Exercise requirements:
Return every entry exactly.
**** Input rows
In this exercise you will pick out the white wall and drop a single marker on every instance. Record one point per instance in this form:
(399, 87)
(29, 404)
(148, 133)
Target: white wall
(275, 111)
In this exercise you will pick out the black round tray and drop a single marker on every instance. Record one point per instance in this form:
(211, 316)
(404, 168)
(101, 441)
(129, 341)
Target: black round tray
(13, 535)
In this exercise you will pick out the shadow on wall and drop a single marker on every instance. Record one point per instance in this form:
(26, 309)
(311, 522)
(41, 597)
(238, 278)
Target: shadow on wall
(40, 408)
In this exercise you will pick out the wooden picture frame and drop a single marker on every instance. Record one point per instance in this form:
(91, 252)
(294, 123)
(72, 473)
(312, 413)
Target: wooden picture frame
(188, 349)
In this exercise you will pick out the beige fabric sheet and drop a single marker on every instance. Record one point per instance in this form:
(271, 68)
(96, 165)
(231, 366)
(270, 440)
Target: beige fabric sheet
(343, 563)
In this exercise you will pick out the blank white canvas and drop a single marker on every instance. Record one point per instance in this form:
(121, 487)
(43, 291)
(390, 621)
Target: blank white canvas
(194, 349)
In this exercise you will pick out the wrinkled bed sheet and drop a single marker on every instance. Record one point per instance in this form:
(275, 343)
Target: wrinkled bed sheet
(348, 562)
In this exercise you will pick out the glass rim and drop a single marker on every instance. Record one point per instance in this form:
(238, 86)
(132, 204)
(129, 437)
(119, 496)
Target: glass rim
********
Task output:
In this exercise you will pick out the white wall and drop a single marker on every instance. Record one point per instance in this form:
(399, 87)
(29, 404)
(148, 133)
Target: white wall
(275, 111)
In this exercise you will pick out the black round tray and drop a single marker on every instance. Record one point per instance in this form:
(211, 316)
(404, 168)
(101, 441)
(129, 341)
Target: black round tray
(13, 535)
In this exercise you will pick out the shadow on wall and drop a single marker on every instance. Record one point per instance in this form:
(26, 309)
(311, 522)
(41, 597)
(238, 278)
Target: shadow on wall
(40, 408)
In this exercise you will pick out the wooden picture frame and drop a single marker on every instance. Record one point per instance in this form:
(91, 252)
(294, 123)
(72, 473)
(312, 413)
Target: wooden picture frame
(188, 349)
In this exercise you will pick out the beige fabric sheet and drop a single marker on every instance. Record one point per instance in this form:
(271, 68)
(96, 165)
(231, 366)
(270, 440)
Target: beige fabric sheet
(343, 563)
In this exercise you will pick out the blank white canvas and drop a single marker on every instance. Record one point per instance in this form:
(121, 487)
(43, 291)
(390, 621)
Target: blank white canvas
(194, 349)
In this exercise you will pick out the wrinkled bed sheet and drop a single marker on every instance. Record one point per instance in this form:
(275, 343)
Target: wrinkled bed sheet
(348, 562)
In this exercise you will pick out the glass rim and drop a single marker on every instance. Record one point per instance in this form:
(238, 86)
(132, 204)
(129, 437)
(119, 496)
Target: glass rim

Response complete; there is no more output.